-------- PAGE EXTRACT --------
Adam: So the social commerce opportunity in China is more than just social media enabled shopping, right? It's not just buying stuff through a social media platform, but rather it's a holistic and also constantly shifting set of tools, techniques that brands can use to target, acquire and convert customers. And it's very, very quickly become kind of the predominant way of selling online in China. So some comparative numbers here. 84% of Chinese shoppers are already buying via social media in China. That's 84% versus 36% in the US. If we think about a kind of more traditional e-commerce model, one that's quite linear in a way, or advertising driven, where you essentially acquire customers through paid advertising or partnerships or what have you, you funnel those through to an e-commerce landing page or .com website or whatever, and then you convert from there and you gather a little bit of data and you might be able to retarget them if you've managed to capture their email address or what have you. That's quite an old hat way of selling. And what we've seen in China is something that's much more circular in many ways with the customer at the center of a wide range of different tools and channels whereby brands kind of have this process of, first of all, targeting and acquiring customers through kind of the build community. Then once you've got somebody logged in to your social media kind of platform and following your page, you're able to kind of gather a wide range of additional insights and then using kind of high traffic moments. So days like singles day, which some of your listeners might have heard of in China or other retail shopping festivals, at those moments to work with influencers or to do live streams or to run kind of group buying promotions or what have you, to then convert at those particular moments in time. So it's much more than just a tech piece. It's much more than just being able to click a button and buy something through social media, but rather is a true kind of strategic mindset and approach to how you create community and convert community.
-------- DATASET EXCERPTS --------
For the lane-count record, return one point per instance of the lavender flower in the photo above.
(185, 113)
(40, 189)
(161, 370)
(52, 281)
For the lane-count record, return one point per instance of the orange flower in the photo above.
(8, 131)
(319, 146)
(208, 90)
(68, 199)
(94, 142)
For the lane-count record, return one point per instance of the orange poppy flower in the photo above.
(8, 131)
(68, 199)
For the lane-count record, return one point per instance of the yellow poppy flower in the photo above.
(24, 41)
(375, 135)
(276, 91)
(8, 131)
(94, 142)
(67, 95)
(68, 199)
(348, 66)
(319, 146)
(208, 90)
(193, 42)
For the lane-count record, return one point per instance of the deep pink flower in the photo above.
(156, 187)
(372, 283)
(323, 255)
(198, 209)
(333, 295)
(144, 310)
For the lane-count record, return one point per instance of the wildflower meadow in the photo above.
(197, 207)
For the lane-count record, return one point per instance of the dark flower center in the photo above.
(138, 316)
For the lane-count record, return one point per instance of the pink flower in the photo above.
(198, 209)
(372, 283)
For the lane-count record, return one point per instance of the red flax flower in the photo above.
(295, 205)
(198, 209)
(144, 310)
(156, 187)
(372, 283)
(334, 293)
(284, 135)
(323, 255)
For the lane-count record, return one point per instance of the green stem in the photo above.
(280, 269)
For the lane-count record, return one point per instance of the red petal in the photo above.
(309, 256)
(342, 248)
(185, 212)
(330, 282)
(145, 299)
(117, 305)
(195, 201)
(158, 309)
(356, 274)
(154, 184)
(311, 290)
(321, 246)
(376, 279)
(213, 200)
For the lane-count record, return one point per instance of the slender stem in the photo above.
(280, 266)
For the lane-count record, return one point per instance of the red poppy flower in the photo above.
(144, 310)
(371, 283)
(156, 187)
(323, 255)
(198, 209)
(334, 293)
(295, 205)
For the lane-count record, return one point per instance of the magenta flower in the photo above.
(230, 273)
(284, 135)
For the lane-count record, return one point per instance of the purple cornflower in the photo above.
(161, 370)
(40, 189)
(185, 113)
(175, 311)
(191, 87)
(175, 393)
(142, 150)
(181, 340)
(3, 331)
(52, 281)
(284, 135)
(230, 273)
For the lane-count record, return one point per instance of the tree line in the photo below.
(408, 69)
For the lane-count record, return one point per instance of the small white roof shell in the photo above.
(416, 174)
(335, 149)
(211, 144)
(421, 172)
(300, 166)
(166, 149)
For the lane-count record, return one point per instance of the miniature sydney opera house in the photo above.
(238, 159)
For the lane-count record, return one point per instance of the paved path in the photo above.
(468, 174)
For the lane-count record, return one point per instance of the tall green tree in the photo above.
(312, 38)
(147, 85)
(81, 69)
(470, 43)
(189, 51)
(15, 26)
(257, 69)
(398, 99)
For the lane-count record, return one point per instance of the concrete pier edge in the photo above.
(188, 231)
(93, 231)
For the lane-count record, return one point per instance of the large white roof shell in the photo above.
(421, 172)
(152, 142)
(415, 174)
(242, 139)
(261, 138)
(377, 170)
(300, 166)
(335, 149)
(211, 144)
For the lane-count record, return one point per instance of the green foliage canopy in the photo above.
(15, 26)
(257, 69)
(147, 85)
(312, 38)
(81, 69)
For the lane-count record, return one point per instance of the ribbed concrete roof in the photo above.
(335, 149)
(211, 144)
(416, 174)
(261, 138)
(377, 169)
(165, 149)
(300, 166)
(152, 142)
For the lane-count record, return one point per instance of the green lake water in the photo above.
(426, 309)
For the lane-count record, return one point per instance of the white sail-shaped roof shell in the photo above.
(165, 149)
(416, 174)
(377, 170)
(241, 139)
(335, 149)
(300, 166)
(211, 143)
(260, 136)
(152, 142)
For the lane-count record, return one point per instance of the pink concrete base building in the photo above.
--------
§ **WORK REQUIRED**
Write what comes next in the passage on social commerce in China, starting after its last sentence.

§ **OUTPUT**
Paul: I love that because I completely agree on that definition and come up against it every day with a lot of people that think that social commerce is commerce on social. It's like I bought a product Instagram ad and went through the Instagram thing, the social element. To me, that means it's a people, it has to have a human involved with it. And the convention conventional channels as people are landing on through e-commerce as it first came out, was the gatekeepers of discovery were Google and Facebook in the sense of the search and the ad. But then, now actually the majority of content from product discovery, from the sounds of things in China especially. But I actually think it's probably wider in the west now, is coming through social media, it's coming through content, user generated content of other people and inspiring you to making purchases due to their authenticity as real customers. How do they differ in the UK versus China? Do you think that the UK will I know that China is far, far ahead. I don't mean the UK. I mean the west. Widely the US. UK, Europe I know China is far, far ahead of there, but how are they different at the moment? And do you think that they will meet eventually?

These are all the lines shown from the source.